--- start Provided records ---

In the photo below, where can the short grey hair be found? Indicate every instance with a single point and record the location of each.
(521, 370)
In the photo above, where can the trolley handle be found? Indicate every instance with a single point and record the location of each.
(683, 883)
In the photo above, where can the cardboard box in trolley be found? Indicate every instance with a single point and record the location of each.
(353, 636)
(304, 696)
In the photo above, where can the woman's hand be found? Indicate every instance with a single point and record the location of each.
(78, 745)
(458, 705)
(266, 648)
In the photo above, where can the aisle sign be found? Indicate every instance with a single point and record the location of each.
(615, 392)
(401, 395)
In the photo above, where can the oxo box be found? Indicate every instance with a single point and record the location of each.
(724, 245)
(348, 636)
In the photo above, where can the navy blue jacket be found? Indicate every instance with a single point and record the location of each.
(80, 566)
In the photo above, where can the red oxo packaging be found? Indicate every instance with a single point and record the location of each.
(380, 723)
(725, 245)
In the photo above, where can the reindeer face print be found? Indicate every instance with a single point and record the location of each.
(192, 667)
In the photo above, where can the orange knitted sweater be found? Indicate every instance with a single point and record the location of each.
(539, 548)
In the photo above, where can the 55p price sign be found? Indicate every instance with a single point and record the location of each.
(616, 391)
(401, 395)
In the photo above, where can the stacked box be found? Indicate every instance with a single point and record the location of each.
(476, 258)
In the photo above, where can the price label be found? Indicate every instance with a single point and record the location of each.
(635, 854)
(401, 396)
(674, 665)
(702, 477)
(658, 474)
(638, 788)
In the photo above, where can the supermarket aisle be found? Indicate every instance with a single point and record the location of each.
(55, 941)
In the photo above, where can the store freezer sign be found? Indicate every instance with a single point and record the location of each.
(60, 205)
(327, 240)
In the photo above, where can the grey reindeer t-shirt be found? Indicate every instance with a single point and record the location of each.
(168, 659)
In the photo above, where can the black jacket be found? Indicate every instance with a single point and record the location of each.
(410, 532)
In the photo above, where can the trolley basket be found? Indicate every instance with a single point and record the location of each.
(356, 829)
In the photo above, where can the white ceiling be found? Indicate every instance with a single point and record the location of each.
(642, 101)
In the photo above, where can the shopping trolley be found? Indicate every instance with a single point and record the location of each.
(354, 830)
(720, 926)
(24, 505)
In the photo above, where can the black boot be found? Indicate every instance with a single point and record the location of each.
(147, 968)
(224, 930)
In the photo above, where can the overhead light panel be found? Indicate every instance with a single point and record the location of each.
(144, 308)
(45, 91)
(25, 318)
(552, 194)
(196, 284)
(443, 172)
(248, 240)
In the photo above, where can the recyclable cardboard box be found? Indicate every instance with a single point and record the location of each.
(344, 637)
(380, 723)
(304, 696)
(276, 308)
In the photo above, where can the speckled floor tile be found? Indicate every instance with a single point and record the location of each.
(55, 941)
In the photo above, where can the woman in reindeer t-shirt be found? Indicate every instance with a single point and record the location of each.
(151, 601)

--- end Provided records ---

Problem to solve: Could you switch "speckled" to "patterned" in the data, starting with the line containing "In the photo above, where can the overhead" and going on through the end of the data, and give back only those lines with everything else unchanged?

Complete answer:
In the photo above, where can the overhead light panel be found? Indicate every instance with a single point and record the location of each.
(144, 308)
(45, 91)
(25, 318)
(552, 194)
(196, 284)
(443, 172)
(248, 240)
In the photo above, where can the recyclable cardboard box be found? Indicate every instance with a single point and record the location of each.
(344, 637)
(380, 723)
(304, 696)
(276, 308)
In the photo above, where can the patterned floor tile be found? Indicate every instance with a single point and record the location of each.
(55, 941)
In the photo above, where can the woman in reindeer t-shirt be found? Indicate every instance with a single point and record the location of each.
(151, 601)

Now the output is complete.